┌──

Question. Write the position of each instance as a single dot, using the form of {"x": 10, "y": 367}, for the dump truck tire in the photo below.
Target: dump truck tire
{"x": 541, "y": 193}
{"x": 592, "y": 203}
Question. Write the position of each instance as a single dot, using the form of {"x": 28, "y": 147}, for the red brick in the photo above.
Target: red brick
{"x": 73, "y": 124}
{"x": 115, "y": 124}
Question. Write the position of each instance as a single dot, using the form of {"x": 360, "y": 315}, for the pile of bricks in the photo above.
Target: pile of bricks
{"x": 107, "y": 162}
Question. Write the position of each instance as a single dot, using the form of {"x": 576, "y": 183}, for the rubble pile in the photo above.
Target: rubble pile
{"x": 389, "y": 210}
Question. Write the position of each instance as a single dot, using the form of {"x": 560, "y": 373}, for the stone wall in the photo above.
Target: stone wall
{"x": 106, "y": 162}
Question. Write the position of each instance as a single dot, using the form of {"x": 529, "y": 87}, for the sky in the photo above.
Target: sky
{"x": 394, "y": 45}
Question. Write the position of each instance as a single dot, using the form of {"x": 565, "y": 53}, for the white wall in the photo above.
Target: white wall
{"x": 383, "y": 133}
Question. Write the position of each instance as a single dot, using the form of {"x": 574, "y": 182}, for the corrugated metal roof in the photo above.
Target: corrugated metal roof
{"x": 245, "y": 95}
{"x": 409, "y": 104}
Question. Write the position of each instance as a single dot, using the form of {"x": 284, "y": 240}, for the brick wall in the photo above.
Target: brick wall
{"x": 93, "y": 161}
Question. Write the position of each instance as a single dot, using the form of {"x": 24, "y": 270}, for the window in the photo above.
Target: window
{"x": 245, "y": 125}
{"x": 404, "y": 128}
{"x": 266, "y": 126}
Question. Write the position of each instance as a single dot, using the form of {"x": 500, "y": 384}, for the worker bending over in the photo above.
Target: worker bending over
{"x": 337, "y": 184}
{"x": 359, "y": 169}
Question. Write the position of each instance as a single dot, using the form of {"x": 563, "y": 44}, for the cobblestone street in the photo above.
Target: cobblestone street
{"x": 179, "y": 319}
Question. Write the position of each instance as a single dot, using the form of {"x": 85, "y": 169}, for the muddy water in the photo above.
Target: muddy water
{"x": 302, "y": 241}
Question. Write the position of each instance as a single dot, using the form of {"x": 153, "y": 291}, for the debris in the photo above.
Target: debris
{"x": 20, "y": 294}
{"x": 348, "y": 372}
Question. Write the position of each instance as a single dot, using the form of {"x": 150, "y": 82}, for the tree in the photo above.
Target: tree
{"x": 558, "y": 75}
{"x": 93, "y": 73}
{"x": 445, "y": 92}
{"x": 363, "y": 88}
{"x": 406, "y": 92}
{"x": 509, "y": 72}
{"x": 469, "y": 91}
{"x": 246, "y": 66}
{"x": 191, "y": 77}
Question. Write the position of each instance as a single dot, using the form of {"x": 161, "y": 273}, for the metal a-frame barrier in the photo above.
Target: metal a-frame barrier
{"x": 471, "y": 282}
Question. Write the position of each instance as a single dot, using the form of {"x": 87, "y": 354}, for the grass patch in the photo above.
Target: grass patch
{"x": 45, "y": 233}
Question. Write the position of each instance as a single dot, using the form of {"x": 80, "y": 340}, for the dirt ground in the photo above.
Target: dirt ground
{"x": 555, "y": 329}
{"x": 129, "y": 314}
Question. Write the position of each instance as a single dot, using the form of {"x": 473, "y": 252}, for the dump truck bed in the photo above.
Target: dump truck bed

└──

### SHORT TASK
Copy the records starting at the line that contains "street in the photo above." and ending at the end of the records, swapping every "Target" for "Label" and leaving everything else unchanged.

### IN RESPONSE
Question. Write the position of each instance as a single dot, using the form of {"x": 563, "y": 44}, for the cobblestone street in the photo above.
Label: cobblestone street
{"x": 179, "y": 319}
Question. Write the position of each instance as a single dot, using the form of {"x": 85, "y": 169}, for the muddy water in the photo above.
Label: muddy water
{"x": 302, "y": 241}
Question. Write the position of each instance as a single dot, using the form of {"x": 153, "y": 291}, for the debris in the photo above.
Label: debris
{"x": 20, "y": 294}
{"x": 348, "y": 372}
Question. Write the position of each instance as a single dot, using the form of {"x": 150, "y": 82}, for the tree in the photo above.
Label: tree
{"x": 558, "y": 75}
{"x": 93, "y": 73}
{"x": 445, "y": 92}
{"x": 363, "y": 88}
{"x": 406, "y": 92}
{"x": 509, "y": 72}
{"x": 469, "y": 91}
{"x": 246, "y": 66}
{"x": 191, "y": 77}
Question. Write the position of each instance as a single dot, using the form of {"x": 161, "y": 273}, for the metal a-frame barrier in the photo above.
Label: metal a-frame barrier
{"x": 471, "y": 282}
Question. Write the position of each instance as a single dot, using the form of {"x": 87, "y": 354}, for the grass patch in the photo above.
Label: grass patch
{"x": 45, "y": 233}
Question. Write the position of each instance as a single dot, using the form of {"x": 80, "y": 340}, for the dirt ground in the photo above.
Label: dirt ground
{"x": 555, "y": 329}
{"x": 129, "y": 314}
Question. Write the position of each instance as a single dot, using the form of {"x": 473, "y": 252}, for the dump truck bed in the photo above.
Label: dump truck bed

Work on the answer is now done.